Exercise instructions: Down to the final line, write out the data below exactly.

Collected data
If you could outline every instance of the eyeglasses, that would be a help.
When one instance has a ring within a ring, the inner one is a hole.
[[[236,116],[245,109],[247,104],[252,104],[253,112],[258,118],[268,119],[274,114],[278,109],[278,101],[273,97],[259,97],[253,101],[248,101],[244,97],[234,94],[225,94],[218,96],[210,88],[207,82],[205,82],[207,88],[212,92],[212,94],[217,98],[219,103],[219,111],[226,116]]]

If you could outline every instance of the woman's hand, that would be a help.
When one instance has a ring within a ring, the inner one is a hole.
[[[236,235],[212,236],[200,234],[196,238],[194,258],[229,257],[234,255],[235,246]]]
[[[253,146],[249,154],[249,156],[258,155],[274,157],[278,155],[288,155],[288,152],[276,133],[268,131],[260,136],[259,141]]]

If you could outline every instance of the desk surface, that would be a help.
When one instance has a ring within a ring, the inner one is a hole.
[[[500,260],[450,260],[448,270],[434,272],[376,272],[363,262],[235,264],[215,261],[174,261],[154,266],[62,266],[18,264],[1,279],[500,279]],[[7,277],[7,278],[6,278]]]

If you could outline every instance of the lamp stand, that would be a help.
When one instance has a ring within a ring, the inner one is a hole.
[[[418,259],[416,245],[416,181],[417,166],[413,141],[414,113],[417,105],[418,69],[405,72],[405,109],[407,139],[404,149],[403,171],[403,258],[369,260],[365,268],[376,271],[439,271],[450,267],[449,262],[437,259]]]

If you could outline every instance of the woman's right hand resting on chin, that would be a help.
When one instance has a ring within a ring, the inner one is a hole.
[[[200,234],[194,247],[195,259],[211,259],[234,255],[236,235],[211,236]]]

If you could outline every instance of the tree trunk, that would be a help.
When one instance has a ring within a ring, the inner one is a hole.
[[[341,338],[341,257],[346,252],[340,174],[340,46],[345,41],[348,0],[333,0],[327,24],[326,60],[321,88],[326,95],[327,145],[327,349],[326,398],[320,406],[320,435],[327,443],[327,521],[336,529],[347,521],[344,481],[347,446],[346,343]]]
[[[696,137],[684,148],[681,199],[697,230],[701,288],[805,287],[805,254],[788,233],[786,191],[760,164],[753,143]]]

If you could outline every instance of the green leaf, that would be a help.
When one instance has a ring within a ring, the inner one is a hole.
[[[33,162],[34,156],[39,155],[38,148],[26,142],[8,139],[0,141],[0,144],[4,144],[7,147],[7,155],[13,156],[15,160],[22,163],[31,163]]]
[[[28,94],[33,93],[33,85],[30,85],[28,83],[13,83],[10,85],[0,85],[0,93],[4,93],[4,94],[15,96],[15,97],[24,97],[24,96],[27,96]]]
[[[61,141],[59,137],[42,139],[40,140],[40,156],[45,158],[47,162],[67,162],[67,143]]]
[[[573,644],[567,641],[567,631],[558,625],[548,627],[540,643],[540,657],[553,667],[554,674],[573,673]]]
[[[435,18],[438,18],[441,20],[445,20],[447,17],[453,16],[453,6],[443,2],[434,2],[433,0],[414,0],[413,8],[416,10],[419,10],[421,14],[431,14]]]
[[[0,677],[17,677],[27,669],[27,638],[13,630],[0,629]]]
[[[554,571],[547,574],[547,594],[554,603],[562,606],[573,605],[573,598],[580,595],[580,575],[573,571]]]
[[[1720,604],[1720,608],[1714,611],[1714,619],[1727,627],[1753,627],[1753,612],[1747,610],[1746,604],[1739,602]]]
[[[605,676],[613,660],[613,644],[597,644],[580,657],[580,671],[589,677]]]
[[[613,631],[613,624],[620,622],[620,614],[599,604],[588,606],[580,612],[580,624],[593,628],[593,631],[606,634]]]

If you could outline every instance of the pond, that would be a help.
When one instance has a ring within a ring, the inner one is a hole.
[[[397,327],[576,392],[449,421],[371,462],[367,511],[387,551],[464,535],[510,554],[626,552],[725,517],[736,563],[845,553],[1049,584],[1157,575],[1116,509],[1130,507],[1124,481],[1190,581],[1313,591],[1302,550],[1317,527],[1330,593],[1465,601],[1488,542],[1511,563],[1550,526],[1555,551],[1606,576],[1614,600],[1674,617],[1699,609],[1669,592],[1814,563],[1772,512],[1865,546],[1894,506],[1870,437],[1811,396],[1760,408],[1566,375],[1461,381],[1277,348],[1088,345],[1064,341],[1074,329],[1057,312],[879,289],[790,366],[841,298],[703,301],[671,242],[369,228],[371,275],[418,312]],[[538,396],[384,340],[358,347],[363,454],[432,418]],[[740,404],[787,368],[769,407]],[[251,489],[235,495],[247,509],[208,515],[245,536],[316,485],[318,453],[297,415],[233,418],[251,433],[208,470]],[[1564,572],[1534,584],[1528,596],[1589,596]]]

Written reply:
If you could outline every instance of the eyeglasses, that would be a help.
When one instance has a ring within a ring, the inner one is a hole.
[[[236,116],[245,109],[247,104],[252,104],[253,112],[258,118],[268,119],[274,114],[278,109],[278,101],[273,97],[259,97],[253,101],[248,101],[244,97],[234,94],[225,94],[218,96],[210,88],[207,82],[205,82],[207,88],[212,92],[212,94],[217,98],[219,103],[219,111],[226,116]]]

If you could outline every instance of the woman's hand, that would be a help.
When one instance has a ring within a ring, the inner one is a hole.
[[[236,235],[212,236],[200,234],[196,238],[194,258],[229,257],[234,255],[235,246]]]
[[[253,146],[249,154],[249,156],[258,155],[274,157],[278,155],[288,155],[288,152],[276,133],[268,131],[260,136],[259,141]]]

If you could outline every instance of the desk surface, that would be a help.
When one instance has a ring within a ring, the inner one is a hole.
[[[500,260],[450,260],[448,270],[434,272],[376,272],[363,262],[235,264],[215,261],[174,261],[154,266],[62,266],[18,264],[1,279],[500,279]],[[7,277],[7,278],[6,278]]]

If you could outline every instance of the lamp stand, that would be a help.
When one instance has a ring within a ring, the inner one is a hole.
[[[418,259],[416,245],[416,181],[417,166],[413,141],[414,113],[417,105],[418,69],[405,72],[405,109],[407,139],[404,149],[403,171],[403,258],[369,260],[365,268],[376,271],[439,271],[450,267],[449,262],[437,259]]]

If you could outline every instance of the woman's right hand resting on chin, that would be a help.
When one instance has a ring within a ring, the inner one is a hole.
[[[200,234],[194,247],[195,259],[211,259],[234,255],[236,235],[211,236]]]

If you could outline every instance of the tree trunk, that would be a help.
When one instance has a ring within a ring, the inner one is a hole.
[[[341,338],[341,257],[346,252],[340,174],[340,46],[345,41],[348,0],[333,0],[327,24],[326,60],[321,88],[326,95],[327,145],[327,349],[326,398],[320,406],[320,435],[327,443],[327,521],[336,529],[347,521],[344,481],[347,446],[346,343]]]
[[[696,137],[684,148],[681,199],[697,230],[701,288],[805,287],[805,254],[788,233],[786,191],[760,164],[753,143]]]

If you could outline every instance of the green leaf, that would be a help.
When one instance has a ring within a ring, the inner one is a hole.
[[[33,162],[34,156],[39,155],[38,148],[26,142],[8,139],[0,141],[0,144],[4,144],[7,147],[7,155],[13,156],[15,160],[22,163],[31,163]]]
[[[28,94],[33,93],[33,85],[30,85],[28,83],[13,83],[10,85],[0,85],[0,93],[4,93],[4,94],[15,96],[15,97],[24,97],[24,96],[27,96]]]
[[[61,141],[59,137],[42,139],[40,140],[40,156],[45,158],[47,162],[67,162],[67,143]]]
[[[573,644],[567,641],[567,631],[558,625],[548,627],[540,643],[540,657],[553,667],[554,674],[573,673]]]
[[[435,18],[438,18],[441,20],[445,20],[447,17],[453,16],[453,6],[443,2],[434,2],[433,0],[414,0],[413,8],[416,10],[419,10],[421,14],[431,14]]]
[[[0,677],[17,677],[27,669],[27,638],[13,630],[0,629]]]
[[[554,571],[547,574],[547,594],[554,603],[562,606],[573,605],[573,598],[580,595],[580,575],[573,571]]]
[[[1720,604],[1720,608],[1714,611],[1714,619],[1727,627],[1753,627],[1753,612],[1747,610],[1746,604],[1739,602]]]
[[[605,676],[613,660],[613,644],[597,644],[580,657],[580,671],[589,677]]]
[[[613,631],[613,624],[620,622],[620,614],[599,604],[588,606],[580,612],[580,624],[593,628],[593,631],[606,634]]]

If you could outline every instance of the pond, that would be a help.
When one instance has a ring within a ring, the inner one is a hole.
[[[397,327],[576,392],[449,421],[371,462],[367,511],[387,551],[464,535],[510,554],[626,552],[725,517],[736,563],[845,553],[1049,584],[1157,575],[1116,509],[1130,507],[1124,481],[1190,581],[1313,591],[1302,550],[1317,527],[1330,593],[1465,601],[1488,542],[1511,563],[1550,526],[1555,551],[1606,576],[1614,600],[1674,617],[1699,609],[1669,592],[1814,563],[1772,512],[1865,546],[1894,506],[1870,437],[1811,396],[1760,408],[1566,375],[1461,381],[1277,348],[1088,345],[1064,341],[1074,329],[1057,312],[879,289],[790,366],[841,298],[703,301],[671,242],[369,228],[371,275],[418,312]],[[538,396],[384,340],[358,347],[363,454],[432,418]],[[740,404],[787,368],[769,407]],[[251,489],[235,495],[247,509],[208,515],[245,536],[316,485],[318,453],[297,415],[233,418],[251,433],[208,470]],[[1564,572],[1534,584],[1528,596],[1589,596]]]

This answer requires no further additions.